Ringkaslah teks bacaan di bawah ini dalam dua kalimat.

§ Teks Bacaan:

———

Oleh Moch S Hendrowijono *)
KABAR jatuhnya Sri Lanka ke jurang kemiskinan sangat menyayat hati yang akan lebih meruntuhkan ketegaran kita, kalau benar akan ada 59 negara lain yang bernasib sama dengan Sri Lanka. Jangan sampai Indonesia masuk daftarnya, bahkan walaupun angkanya akan lebih dari 100-an.
Indonesia tidak seperti beberapa negara yang sudah, sedang dan akan kolaps yang terjebak utang untuk membangun prasarana tanpa memperhitungkan kemampuan keuangannya. Walau kita juga pernah terkecoh membangun bandara yang tidak punya prasarana jalan, dengan letak yang “tidak ekonomis”, tidak mudah dicapai.

———

§ Kumpulan entri data:
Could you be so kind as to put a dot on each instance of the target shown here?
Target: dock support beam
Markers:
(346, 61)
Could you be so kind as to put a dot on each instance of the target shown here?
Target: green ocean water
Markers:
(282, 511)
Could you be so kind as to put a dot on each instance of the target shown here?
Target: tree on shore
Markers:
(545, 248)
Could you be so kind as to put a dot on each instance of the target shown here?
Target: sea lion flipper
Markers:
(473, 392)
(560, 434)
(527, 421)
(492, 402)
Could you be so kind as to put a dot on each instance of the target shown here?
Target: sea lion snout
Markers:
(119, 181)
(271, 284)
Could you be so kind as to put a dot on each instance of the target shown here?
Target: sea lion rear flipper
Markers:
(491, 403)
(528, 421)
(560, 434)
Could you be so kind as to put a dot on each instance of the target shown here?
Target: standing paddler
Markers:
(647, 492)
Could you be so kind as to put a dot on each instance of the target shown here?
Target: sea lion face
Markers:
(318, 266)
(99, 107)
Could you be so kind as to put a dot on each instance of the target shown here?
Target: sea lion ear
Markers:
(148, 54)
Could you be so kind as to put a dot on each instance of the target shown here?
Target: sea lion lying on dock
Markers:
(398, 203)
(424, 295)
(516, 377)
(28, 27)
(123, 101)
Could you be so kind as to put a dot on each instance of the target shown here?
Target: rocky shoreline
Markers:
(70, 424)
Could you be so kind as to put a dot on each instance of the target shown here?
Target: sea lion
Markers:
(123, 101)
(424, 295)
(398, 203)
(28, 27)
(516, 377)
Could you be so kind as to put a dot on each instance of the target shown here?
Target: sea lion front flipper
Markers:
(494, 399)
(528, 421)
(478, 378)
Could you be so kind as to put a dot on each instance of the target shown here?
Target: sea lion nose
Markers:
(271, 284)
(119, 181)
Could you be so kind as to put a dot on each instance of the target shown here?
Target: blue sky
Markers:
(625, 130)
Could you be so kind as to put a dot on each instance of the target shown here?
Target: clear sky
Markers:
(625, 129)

———

§ Hasil Latihan: Kabar jatuhnya Sri Lanka ke jurang kemiskinan sangat menyayat hati, terlebih jika benar ada 59 negara lain yang akan bernasib sama, dan Indonesia jangan sampai masuk daftar itu. Indonesia tidak seperti negara-negara yang kolaps karena terjebak utang untuk membangun prasarana tanpa memperhitungkan kemampuan keuangannya, walaupun pernah terkecoh membangun bandara yang tidak punya prasarana jalan dan tidak mudah dicapai.